---------- Article

# Frill Neck Enclosure



## DeadlyDanny80 (Jan 29, 2015)

Refurbished Northern Territory Frill Neck Enclosure...

My Male CK & Female Ruby Rose with Red frill...


----------



## getarealdog (Jan 29, 2015)

Very nicely done, I'm sure they will enjoy themselves in there.


----------



## PistolPython (Jan 30, 2015)

I just got a Frilly and your design looks awsome. It give me some great ideas. Is that a serpens 200 from reptile one?
Did you get the back wall made up or did it come with the vivarium.


----------



## DeadlyDanny80 (Jan 30, 2015)

PistolPython said:


> I just got a Frilly and your design looks awsome. It give me some great ideas. Is that a serpens 200 from reptile one?
> Did you get the back wall made up or did it come with the vivarium.


Frillies are so awesome & have personality plus... Yes that's a Serpens 200... I had the background custom made by newellistic reptile displays here in Brisbane... Its 900mm long x 900mm wide x 1200mm high... 2 x 125 watt MVB's to provide to basking spots so each frillie gets adequate UV & heat


----------



## PistolPython (Jan 31, 2015)

Thanks for the info. I had a look at the newellistic web site and they are very well priced and they look fantastic. Definitely look into a back ground when i get another set up.


----------



## DeadlyDanny80 (Feb 1, 2015)

PistolPython said:


> Thanks for the info. I had a look at the newellistic web site and they are very well priced and they look fantastic. Definitely look into a back ground when i get another set up.


He does a fantastic job... Well worth it


----------



## reptalica (Feb 4, 2015)

DeadlyDanny80 said:


> Frillies are so awesome & have personality plus... Yes that's a Serpens 200... I had the background custom made by newellistic reptile displays here in Brisbane... Its 900mm long x 900mm wide x 1200mm high... 2 x 125 watt MVB's to provide to basking spots so each frillie gets adequate UV & heat



Which brand MVB's do you use mate?

I only run MVB's with my Central Netted colony.


----------



## DeadlyDanny80 (Feb 4, 2015)

reptalica said:


> Which brand MVB's do you use mate?
> 
> I only run MVB's with my Central Netted colony.


Hi Mate, I use 2 x 125 watt exo Terra MVB's in this frilly enclosure & also 1 x 125 watt exo terra MVB in my bearded dragon enclosure also... Getting good basking temps....


----------



## imported_Varanus (Feb 5, 2015)

Nice work. These are the next best thing to MVB's. Externally ballasted, so last longer, though they need to for the price...I won't be switching back, though.


----------

--------------------

**Tasks for this exercise:**
- A) In the frill neck enclosure thread, who custom-made the enclosure's background?
- B) Print the part of the frill neck enclosure thread that begins at the words "## PistolPython (Jan 30, 2015)" and ends after "DeadlyDanny80 (Jan 30, 2015)".

---------- Stored rows

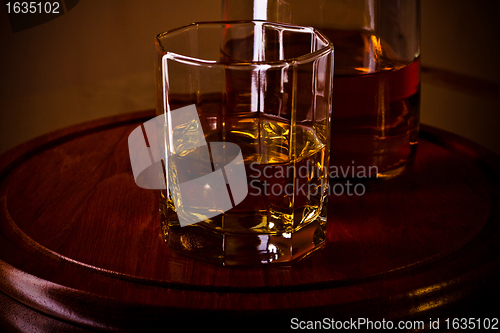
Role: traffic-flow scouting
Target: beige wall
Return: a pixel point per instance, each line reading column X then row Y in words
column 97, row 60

--------------------
---------- Stored rows

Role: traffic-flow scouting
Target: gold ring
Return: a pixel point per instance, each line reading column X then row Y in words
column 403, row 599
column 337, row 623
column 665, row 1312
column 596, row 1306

--------------------

**Responses in order:**
- A) Newellistic reptile displays in Brisbane made the background.

- B)
## PistolPython (Jan 30, 2015)

I just got a Frilly and your design looks awsome. It give me some great ideas. Is that a serpens 200 from reptile one?
Did you get the back wall made up or did it come with the vivarium.


----------



## DeadlyDanny80 (Jan 30, 2015)